■ PROVIDED TEXT:
━━━━━━━━

What Are the Weirdest Places You've Spotted Linux?
colinneagle writes "Bryan Lunduke recently pulled together a collection of the weirdest places he's found Linux, from installations in North Korea and the International Space Station to a super-computer made out of Legos and computer engineer Barbie. Seen any weird places for Linux not mentioned in this list?"
Like many others, I had several shitty jobs during college. One of those jobs was delivering pizzas for Papa John's. Running in the office of our store was a desktop computer with some really locked-down Linux on it that was limited to running some awful console program and a PDF viewer.
At the Toronto Linux Users Group I heard a story about how the parking meters used to crash because some setting would randomly kill processes when Linux was running low on memory.
I once saw Linux on some average users desktop. Total non-techie, and there he was using Ubuntu.
"This year is going to be it."
I was at a Chuckecheese with the kids for one of their friends birthday parties when one of the machines freaked out...
It was a photobooth that took your picture, and then made a sketch like version of your picture and printed it out for you..
When the employee came to reset it, I got to see either Redhat or Cent boot up.. Somewhere I've got a picture..
Having sex under a BSD license is the way to go.

━━━━━━━━

■ DATASET EXTRACT:
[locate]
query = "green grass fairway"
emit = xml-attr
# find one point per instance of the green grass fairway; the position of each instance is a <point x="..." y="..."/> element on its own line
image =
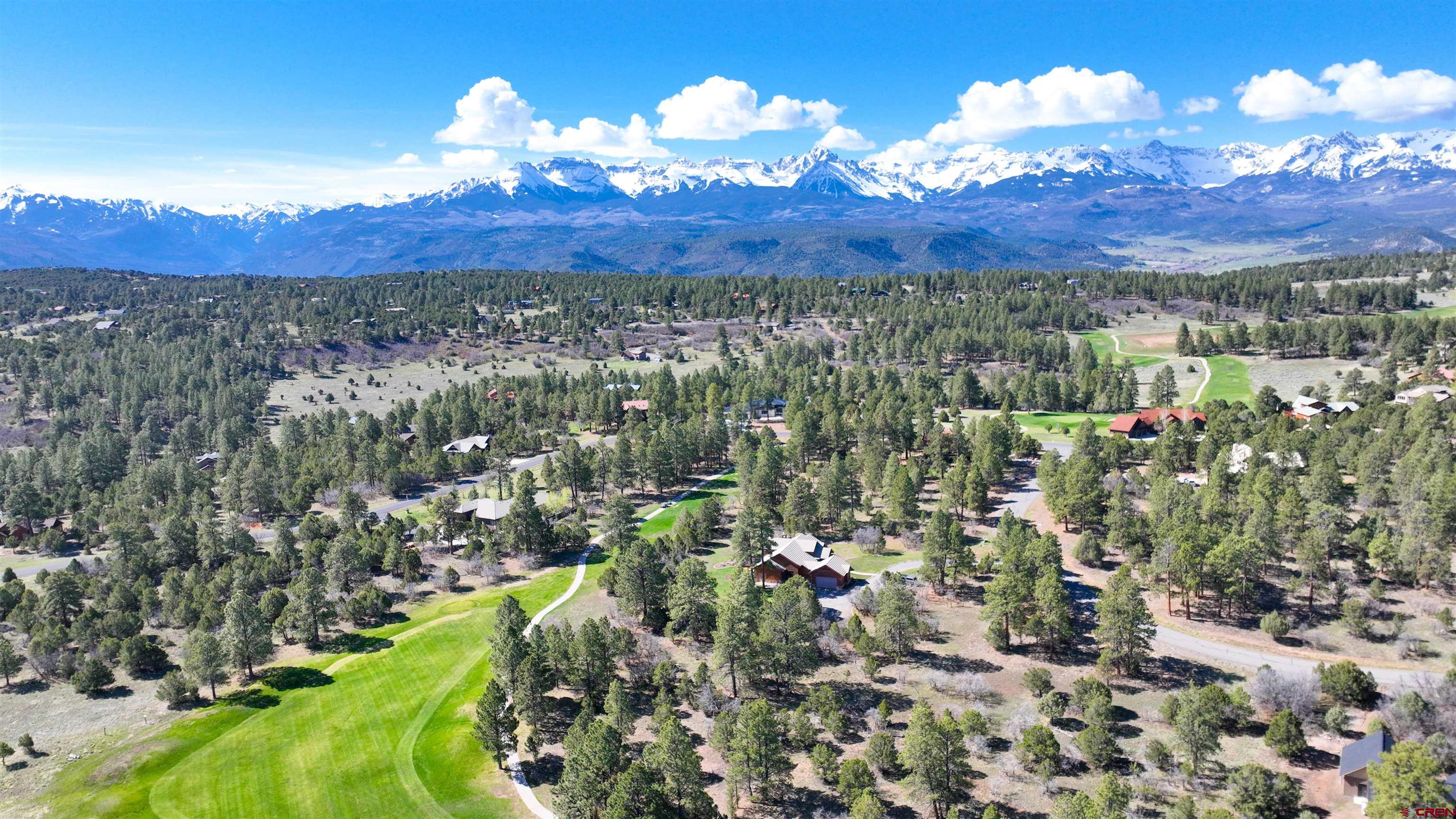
<point x="1229" y="381"/>
<point x="1101" y="343"/>
<point x="724" y="487"/>
<point x="868" y="563"/>
<point x="1435" y="312"/>
<point x="1036" y="423"/>
<point x="385" y="735"/>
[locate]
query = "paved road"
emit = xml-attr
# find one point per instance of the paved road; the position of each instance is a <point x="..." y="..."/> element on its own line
<point x="513" y="763"/>
<point x="1173" y="642"/>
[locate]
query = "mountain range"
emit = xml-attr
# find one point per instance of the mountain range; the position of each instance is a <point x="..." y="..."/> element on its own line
<point x="816" y="213"/>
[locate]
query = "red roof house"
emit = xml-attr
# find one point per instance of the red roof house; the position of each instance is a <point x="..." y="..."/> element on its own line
<point x="1129" y="426"/>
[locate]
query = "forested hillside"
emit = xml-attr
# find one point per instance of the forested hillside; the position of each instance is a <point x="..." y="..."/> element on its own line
<point x="228" y="547"/>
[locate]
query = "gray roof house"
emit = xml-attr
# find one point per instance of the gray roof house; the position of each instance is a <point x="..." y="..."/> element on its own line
<point x="1355" y="764"/>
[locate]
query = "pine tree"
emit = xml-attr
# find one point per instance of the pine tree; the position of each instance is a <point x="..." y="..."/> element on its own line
<point x="618" y="707"/>
<point x="1184" y="343"/>
<point x="785" y="643"/>
<point x="1164" y="390"/>
<point x="592" y="764"/>
<point x="1125" y="624"/>
<point x="11" y="662"/>
<point x="641" y="582"/>
<point x="523" y="528"/>
<point x="310" y="604"/>
<point x="1052" y="624"/>
<point x="897" y="626"/>
<point x="673" y="755"/>
<point x="1407" y="774"/>
<point x="756" y="754"/>
<point x="944" y="548"/>
<point x="737" y="620"/>
<point x="691" y="602"/>
<point x="203" y="661"/>
<point x="937" y="758"/>
<point x="509" y="645"/>
<point x="1285" y="735"/>
<point x="246" y="636"/>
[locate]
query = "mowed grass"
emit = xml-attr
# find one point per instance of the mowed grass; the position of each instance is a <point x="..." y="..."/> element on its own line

━━━━━━━━

■ GOALS:
- 1) In the text about odd places to find Linux, which company's pizzas did one commenter deliver during college?
- 2) Continue the text about odd places to find Linux from the point where it stops.
The records play no part in what comes next.

■ RESULTS FOR THE EXERCISE:
- 1) Papa John's.

- 2)
I was stationed at a small base just outside roswell and we were dispatched to investigate an aircraft crash site. when we arrived these little grey guys were running all over the place waiving their arms about, when I looked inside the strange sausage shaped craft there was a computer teriminal running that I had no idea what it was until 1992 when I first saw linux.
Those little guys were running linux. I think they were put in a government protection program and one of them was shipped off to Finland.
Do not look at laser with remaining good eye.
Got to watch the headrest units do an infinite reboot loop from DC to Dublin on a United flight last year. Every single one on the plane was doing it, for 7 hours straight.
Last year, I visited the Palazzo Valentini in Rome, which is just a few steps away from Piazza Venezia and within falling distance of Trajan's column. They dug up some Roman remains of houses and temples in the basement of a more modern building. They did quite some effort to make it into a multimedia show, with beamers projecting accurately aligned overlays of all kind of things that had disappeared. One cool effect was for example to extend a mosaic, of which only a small piece was left, over an entire room. I was observing how the tour-guide started the shows, he was just launching a VLC player or so on a linux box sitting in a rack in the corner. From the looks of the icons, it was probably an older version of Ubuntu (8.04 or 10.04).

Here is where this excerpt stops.